ACTION ITEM: Give back only the lines in the records below from the one with "Target: tulip stem" to the one with "Target: flower bed", both inclusive, word for word.

Records drawn from a dataset:
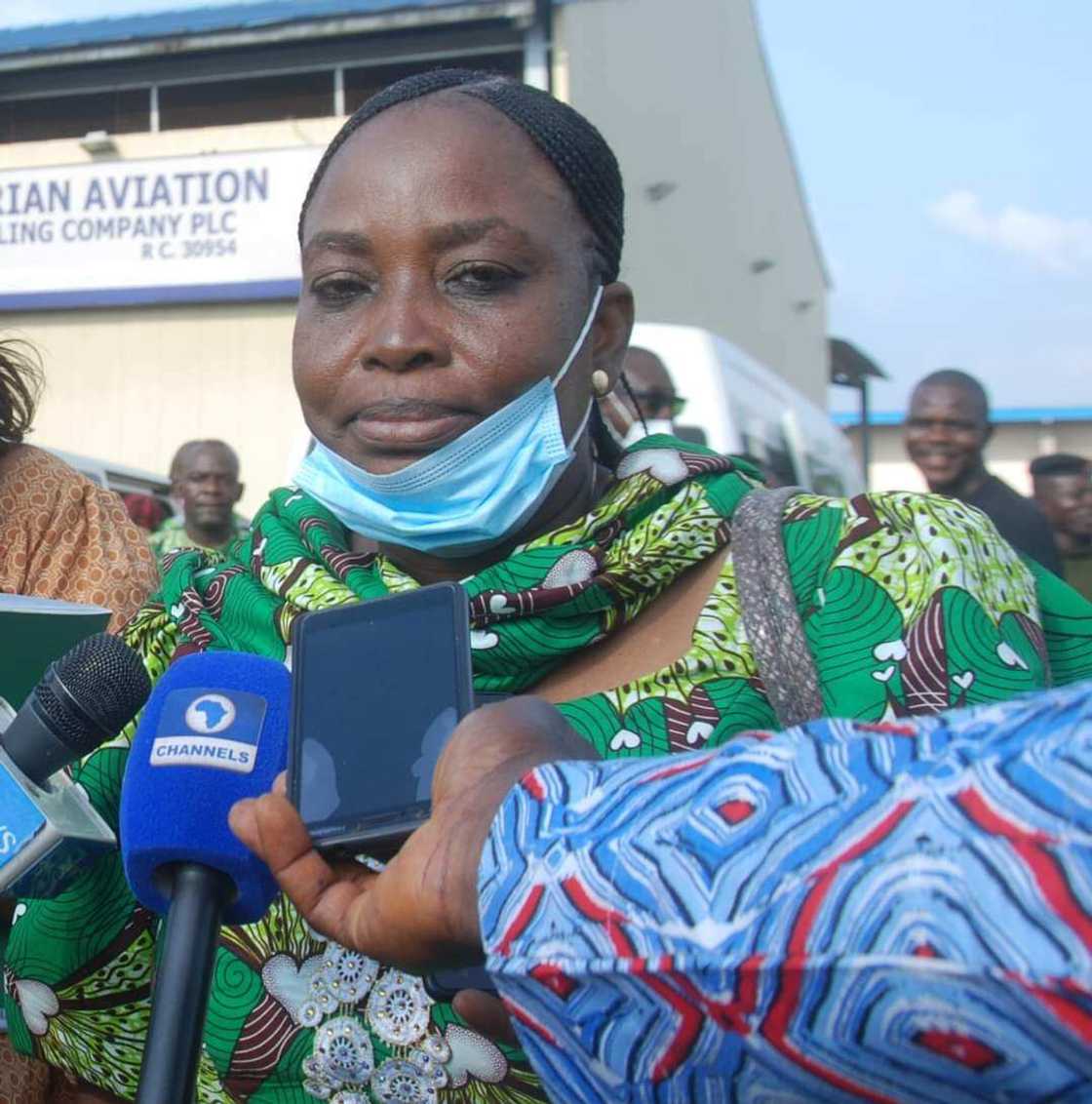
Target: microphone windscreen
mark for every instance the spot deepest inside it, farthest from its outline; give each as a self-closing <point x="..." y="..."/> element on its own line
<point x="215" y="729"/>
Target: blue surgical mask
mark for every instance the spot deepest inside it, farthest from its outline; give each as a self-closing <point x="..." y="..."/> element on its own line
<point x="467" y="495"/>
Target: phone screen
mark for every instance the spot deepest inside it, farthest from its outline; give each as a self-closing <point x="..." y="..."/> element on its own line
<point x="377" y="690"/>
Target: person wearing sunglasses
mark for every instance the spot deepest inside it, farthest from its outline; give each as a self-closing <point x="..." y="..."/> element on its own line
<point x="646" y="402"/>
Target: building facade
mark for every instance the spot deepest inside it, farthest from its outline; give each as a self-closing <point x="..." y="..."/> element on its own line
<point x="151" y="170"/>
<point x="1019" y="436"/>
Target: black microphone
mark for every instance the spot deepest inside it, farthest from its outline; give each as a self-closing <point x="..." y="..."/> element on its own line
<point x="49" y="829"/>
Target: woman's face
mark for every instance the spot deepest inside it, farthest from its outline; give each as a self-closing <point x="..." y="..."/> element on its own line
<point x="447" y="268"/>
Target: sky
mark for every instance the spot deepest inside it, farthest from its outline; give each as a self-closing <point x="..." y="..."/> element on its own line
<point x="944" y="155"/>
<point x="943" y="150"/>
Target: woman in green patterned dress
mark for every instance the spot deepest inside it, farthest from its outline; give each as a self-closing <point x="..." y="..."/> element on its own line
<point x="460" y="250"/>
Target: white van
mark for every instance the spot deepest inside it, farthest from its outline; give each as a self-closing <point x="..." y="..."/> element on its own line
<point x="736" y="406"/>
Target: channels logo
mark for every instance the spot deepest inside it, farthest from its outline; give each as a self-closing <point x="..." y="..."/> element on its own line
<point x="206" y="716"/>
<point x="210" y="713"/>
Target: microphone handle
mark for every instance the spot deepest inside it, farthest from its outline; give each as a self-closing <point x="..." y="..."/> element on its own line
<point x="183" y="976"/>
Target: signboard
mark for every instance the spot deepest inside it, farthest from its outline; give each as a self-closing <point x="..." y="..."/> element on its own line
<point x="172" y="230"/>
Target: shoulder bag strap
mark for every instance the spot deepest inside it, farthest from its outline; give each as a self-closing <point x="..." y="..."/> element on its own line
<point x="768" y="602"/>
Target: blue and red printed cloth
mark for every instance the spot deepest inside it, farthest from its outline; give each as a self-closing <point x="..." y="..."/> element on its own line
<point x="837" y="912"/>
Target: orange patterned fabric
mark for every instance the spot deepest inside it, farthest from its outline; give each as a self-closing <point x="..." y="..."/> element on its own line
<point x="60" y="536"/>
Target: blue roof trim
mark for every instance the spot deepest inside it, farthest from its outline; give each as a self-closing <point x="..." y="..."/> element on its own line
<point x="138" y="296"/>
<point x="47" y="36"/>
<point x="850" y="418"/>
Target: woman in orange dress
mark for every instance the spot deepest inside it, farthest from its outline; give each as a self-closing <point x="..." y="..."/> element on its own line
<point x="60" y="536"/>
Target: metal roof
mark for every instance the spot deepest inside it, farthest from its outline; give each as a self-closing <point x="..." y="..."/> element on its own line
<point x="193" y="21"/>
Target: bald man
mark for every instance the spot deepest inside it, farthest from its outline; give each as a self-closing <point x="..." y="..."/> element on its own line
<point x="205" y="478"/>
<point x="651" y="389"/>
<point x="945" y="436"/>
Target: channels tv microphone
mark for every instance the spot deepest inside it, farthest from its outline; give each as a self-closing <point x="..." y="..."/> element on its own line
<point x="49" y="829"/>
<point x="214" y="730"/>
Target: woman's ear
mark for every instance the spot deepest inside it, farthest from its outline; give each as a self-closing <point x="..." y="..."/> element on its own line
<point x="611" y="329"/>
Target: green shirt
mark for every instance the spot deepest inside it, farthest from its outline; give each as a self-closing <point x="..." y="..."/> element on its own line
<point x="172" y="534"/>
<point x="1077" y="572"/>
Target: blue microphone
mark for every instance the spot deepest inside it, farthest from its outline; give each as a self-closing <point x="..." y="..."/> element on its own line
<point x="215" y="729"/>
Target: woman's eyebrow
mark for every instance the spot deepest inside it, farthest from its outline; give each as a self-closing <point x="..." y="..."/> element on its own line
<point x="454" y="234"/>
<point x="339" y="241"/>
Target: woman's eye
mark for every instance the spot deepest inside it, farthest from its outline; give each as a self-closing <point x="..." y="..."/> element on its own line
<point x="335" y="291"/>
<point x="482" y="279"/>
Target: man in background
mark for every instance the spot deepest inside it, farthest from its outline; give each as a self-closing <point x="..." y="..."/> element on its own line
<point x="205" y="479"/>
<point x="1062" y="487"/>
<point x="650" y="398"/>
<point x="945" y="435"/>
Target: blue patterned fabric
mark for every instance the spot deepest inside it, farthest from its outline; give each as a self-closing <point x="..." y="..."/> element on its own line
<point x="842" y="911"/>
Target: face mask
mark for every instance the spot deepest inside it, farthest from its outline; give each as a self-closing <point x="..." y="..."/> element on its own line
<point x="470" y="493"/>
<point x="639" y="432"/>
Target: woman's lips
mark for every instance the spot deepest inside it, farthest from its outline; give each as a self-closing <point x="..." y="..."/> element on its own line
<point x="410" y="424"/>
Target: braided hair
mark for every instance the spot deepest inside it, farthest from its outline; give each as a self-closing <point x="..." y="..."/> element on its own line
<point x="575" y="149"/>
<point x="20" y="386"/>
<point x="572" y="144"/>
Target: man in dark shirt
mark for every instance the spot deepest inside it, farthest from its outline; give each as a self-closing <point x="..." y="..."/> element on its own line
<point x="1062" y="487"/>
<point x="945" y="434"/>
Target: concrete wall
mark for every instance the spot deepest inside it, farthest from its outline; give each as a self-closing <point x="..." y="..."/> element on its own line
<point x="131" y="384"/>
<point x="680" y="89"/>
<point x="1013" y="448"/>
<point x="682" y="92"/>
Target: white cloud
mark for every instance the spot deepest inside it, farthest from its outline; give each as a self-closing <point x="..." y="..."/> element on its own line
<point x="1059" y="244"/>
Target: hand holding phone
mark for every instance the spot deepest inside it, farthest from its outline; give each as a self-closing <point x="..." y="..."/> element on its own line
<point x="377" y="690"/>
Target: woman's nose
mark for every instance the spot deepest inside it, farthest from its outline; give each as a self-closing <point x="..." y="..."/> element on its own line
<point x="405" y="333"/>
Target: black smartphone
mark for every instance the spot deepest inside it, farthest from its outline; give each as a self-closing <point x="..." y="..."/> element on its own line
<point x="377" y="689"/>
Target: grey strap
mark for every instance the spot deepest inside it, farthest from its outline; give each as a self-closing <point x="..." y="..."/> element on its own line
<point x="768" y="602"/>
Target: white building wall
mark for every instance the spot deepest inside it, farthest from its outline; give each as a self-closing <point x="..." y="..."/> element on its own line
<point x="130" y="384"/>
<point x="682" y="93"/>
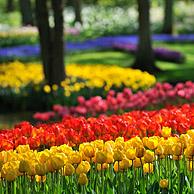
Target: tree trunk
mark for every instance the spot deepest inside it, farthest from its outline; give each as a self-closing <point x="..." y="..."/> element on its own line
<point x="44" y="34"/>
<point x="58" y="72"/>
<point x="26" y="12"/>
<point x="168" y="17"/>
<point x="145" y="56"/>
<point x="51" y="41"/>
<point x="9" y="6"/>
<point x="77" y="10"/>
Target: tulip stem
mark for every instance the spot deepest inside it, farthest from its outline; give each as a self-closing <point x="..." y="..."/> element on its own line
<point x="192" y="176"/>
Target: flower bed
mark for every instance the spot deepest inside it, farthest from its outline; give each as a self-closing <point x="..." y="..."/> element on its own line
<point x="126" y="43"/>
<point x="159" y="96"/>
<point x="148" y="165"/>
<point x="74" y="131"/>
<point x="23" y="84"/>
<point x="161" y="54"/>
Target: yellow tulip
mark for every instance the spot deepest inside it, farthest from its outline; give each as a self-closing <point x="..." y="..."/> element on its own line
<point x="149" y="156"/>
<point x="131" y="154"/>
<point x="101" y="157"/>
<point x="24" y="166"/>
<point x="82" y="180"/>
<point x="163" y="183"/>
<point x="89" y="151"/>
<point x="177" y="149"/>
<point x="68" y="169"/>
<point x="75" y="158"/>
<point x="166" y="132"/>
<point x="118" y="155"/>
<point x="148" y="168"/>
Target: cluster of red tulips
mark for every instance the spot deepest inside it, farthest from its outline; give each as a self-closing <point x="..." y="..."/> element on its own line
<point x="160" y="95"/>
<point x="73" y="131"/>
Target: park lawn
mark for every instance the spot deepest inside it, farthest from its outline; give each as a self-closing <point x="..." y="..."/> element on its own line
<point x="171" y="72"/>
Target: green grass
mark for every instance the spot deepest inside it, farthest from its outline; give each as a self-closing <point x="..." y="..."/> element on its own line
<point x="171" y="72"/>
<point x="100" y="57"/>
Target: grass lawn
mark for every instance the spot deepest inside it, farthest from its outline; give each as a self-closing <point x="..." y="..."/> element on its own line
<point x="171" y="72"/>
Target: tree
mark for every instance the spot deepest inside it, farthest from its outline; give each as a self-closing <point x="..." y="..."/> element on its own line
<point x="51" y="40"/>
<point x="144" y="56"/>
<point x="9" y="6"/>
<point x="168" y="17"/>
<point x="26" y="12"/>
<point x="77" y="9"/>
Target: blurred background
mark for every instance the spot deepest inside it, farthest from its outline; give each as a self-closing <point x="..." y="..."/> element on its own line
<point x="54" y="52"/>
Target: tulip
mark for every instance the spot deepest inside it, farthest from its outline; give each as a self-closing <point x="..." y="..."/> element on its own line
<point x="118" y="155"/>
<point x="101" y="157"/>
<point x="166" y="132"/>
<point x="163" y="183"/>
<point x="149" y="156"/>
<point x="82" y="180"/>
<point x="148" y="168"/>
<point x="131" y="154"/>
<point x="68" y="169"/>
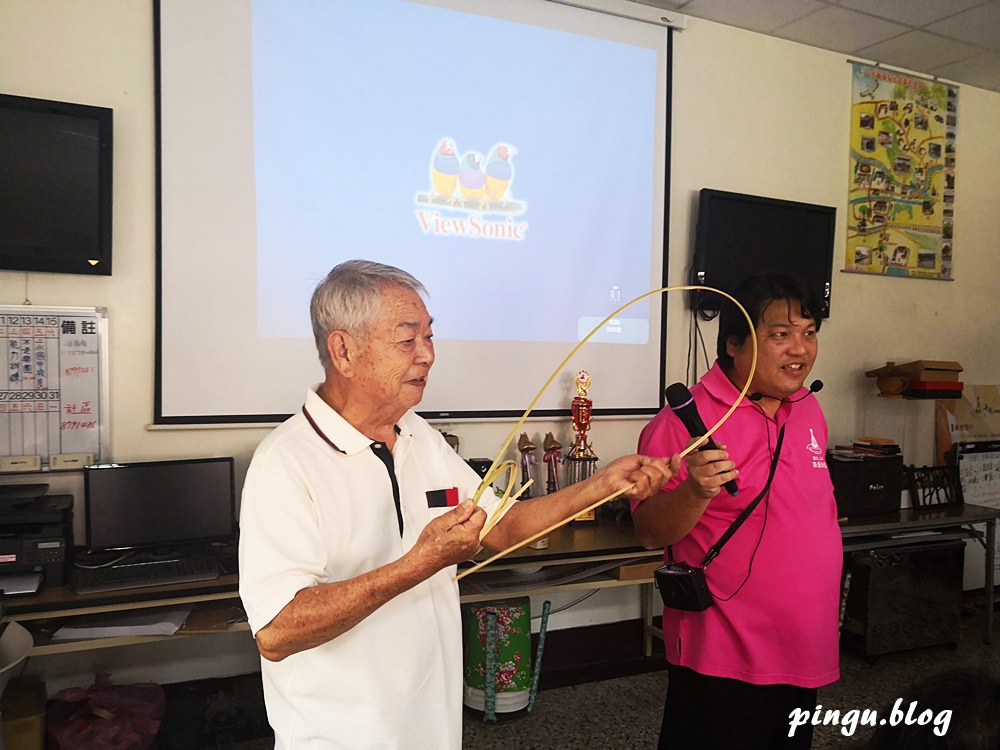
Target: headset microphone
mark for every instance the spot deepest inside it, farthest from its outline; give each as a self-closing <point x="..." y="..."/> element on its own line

ANSWER FOR THE TASK:
Target: tulip stem
mark for every instance the spot deepest inside it, farthest from its outline; give each as a self-closing <point x="..." y="..."/> element on its own line
<point x="192" y="176"/>
Target: flower bed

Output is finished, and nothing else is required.